#### [Document excerpt]
----------------------------------------

Dorothea Buck (5 April 1917 – 9 October 2019) was a German writer and sculptor, diagnosed with schizophrenia at the age of 19. She was a victim of the Nazi dictatorship which forced her to be sterilized; she subsequently became an advocate for psychiatric reform.

Early life and education
Dorothea Buck was born in April 1917, the fourth of five children in Naumburg an der Saale, where she grew up.

In 1936, at the age of nineteen, she was diagnosed with schizophrenia at Bodelschwingh Foundation Bethel. There she was exposed to baths and cold water head pourings for "disciplining", then common practices of psychiatry in the first half of the 20th century. She found the "complete speechlessness" to be especially humiliating: patients did not speak to each other and conversations between staff and patients were unusual.

----------------------------------------

#### [Required action 1]
In the biography of Dorothea Buck, what does the "complete speechlessness" she found especially humiliating at Bethel refer to? Answer in one to three sentences.
#### [Required action 2]
Extend the biography of Dorothea Buck, starting after its last sentence.

Referring expression data

----------------------------------------

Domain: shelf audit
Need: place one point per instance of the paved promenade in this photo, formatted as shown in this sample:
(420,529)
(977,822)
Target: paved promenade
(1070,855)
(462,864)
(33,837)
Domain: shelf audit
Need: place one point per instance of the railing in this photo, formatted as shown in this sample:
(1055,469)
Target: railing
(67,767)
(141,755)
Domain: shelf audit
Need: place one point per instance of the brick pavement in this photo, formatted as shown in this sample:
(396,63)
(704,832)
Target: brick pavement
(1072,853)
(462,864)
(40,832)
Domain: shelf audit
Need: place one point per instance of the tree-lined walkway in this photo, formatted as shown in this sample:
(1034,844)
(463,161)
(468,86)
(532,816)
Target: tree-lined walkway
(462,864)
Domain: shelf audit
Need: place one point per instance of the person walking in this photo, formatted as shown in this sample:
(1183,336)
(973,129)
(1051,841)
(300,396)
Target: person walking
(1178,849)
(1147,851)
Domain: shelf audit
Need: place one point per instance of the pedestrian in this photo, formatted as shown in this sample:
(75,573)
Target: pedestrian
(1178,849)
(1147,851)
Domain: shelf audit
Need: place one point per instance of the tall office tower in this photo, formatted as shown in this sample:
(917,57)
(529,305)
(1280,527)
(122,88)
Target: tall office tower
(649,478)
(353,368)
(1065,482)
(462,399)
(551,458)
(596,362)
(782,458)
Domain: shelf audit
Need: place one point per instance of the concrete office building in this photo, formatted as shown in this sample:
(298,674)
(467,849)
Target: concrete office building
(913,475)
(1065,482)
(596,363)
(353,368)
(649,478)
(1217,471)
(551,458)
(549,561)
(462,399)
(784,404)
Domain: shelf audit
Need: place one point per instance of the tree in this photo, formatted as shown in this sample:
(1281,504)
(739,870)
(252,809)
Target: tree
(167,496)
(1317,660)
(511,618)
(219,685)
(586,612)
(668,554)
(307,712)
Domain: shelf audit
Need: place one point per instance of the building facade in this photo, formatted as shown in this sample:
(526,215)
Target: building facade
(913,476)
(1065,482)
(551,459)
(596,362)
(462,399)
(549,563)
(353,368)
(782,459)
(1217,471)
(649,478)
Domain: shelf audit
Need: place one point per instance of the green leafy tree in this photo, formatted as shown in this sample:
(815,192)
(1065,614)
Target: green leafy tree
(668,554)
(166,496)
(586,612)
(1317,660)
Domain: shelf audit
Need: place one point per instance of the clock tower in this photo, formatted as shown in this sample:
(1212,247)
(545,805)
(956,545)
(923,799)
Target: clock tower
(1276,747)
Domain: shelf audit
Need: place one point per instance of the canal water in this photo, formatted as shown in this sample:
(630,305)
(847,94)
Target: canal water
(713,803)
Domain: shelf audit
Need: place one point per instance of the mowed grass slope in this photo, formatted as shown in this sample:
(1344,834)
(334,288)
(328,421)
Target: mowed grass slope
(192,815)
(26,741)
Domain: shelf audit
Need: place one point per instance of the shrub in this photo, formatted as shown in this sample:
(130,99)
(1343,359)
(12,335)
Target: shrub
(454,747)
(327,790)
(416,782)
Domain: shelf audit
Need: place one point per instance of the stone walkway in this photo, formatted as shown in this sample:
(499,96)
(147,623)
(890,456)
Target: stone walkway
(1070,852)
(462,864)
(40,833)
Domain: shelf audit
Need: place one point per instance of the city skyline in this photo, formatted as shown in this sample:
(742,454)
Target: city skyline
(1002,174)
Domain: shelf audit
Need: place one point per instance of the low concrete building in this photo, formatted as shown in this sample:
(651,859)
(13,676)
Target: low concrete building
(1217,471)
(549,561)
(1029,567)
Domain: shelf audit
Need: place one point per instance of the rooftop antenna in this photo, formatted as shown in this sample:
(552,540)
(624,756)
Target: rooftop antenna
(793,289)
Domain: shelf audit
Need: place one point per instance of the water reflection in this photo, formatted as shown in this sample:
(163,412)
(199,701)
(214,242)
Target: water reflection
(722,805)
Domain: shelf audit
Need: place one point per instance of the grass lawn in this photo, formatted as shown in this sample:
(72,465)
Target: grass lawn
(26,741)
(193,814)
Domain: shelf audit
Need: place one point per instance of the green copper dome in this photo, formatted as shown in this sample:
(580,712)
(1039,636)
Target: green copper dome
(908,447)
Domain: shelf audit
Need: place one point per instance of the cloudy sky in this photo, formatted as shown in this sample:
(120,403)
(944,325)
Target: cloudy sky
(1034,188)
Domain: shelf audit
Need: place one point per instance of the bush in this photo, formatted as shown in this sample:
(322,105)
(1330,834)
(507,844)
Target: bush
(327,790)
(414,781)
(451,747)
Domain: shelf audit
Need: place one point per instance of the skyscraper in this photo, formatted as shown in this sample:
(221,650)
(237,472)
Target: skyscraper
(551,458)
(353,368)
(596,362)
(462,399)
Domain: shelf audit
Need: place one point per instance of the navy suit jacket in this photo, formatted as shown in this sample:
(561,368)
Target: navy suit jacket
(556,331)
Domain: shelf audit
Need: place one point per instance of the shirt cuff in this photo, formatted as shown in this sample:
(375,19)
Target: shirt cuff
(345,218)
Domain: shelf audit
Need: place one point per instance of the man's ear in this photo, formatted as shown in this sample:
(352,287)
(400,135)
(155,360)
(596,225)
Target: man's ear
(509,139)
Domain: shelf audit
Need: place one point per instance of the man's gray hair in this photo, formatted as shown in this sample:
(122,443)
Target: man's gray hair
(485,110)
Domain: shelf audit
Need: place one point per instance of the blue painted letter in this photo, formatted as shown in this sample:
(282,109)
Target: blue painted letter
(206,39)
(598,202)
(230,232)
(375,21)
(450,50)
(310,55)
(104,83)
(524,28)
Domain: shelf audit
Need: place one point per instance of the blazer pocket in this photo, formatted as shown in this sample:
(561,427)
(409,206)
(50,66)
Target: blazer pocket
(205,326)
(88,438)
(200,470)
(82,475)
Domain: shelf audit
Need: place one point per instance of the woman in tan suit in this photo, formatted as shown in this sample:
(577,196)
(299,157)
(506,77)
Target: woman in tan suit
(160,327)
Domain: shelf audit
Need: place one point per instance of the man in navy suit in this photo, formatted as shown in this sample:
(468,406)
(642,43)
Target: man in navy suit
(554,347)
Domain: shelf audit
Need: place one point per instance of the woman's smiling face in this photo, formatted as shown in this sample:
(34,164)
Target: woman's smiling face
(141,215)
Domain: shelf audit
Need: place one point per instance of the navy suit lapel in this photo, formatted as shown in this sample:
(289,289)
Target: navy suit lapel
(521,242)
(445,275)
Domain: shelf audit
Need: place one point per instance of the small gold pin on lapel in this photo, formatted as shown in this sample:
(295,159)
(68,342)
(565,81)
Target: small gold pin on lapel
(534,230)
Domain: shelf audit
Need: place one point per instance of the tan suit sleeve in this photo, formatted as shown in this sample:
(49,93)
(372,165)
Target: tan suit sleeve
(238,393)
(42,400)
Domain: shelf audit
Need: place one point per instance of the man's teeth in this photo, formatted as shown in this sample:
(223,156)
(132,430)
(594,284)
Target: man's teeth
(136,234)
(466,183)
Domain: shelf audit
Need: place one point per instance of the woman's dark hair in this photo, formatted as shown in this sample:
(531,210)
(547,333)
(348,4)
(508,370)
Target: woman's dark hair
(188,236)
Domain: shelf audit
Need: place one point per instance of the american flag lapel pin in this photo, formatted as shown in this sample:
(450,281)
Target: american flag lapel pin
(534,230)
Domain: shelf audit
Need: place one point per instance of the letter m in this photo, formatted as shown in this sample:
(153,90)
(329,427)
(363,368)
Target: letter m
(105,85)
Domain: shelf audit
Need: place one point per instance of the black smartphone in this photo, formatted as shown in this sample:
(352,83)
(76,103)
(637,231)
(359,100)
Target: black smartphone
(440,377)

----------------------------------------

#### [Answer area 1]
It refers to the absence of conversation there. Patients did not speak to each other, and conversations between staff and patients were unusual.

#### [Answer area 2]
According to the "Law for the Prevention of Diseased Offspring" Buck was forcibly sterilized in the Bodelschwingh Foundation Bethel on 18 September 1936.

Career
After World War II, Buck began to work as a sculptor. From 1969 to 1982 she was a teacher of art and worked in Hamburg.

After her last treatment, in the early 1960s, Buck became an advocate for mental health, introducing an approach that gave value to patients' experiences.

She wrote an autobiography, published in 1990, under a pseudonym which was an anagram of "schizophrenia" in German, entitled "On the Trail of the Morning Star: Psychosis as Self-Discovery".

In 2011, she created the Dorothea Buck Foundation for mutual support of psychiatric patients.

Buck introduced an approach called "trialogue" with the head of the Special Outpatient Clinic for Psychosis at the University Medical Center Hamburg-Eppendorf and colleagues, which "gives equal weight to the experience of the mental health professional, the mental health service user, and the patient's family".
Buck pushed the German psychiatric profession to confront the role its members had played under the Nazi regime. The German Association for Psychiatry, Psychotherapy and Psychosomatics created a travelling exhibition about it.

Buck died in Hamburg in October 2019 at the age of 102. Alexandra Pohlmeier made a documentary film about her life: The sky and beyond – on the trail of Dorotea Buck.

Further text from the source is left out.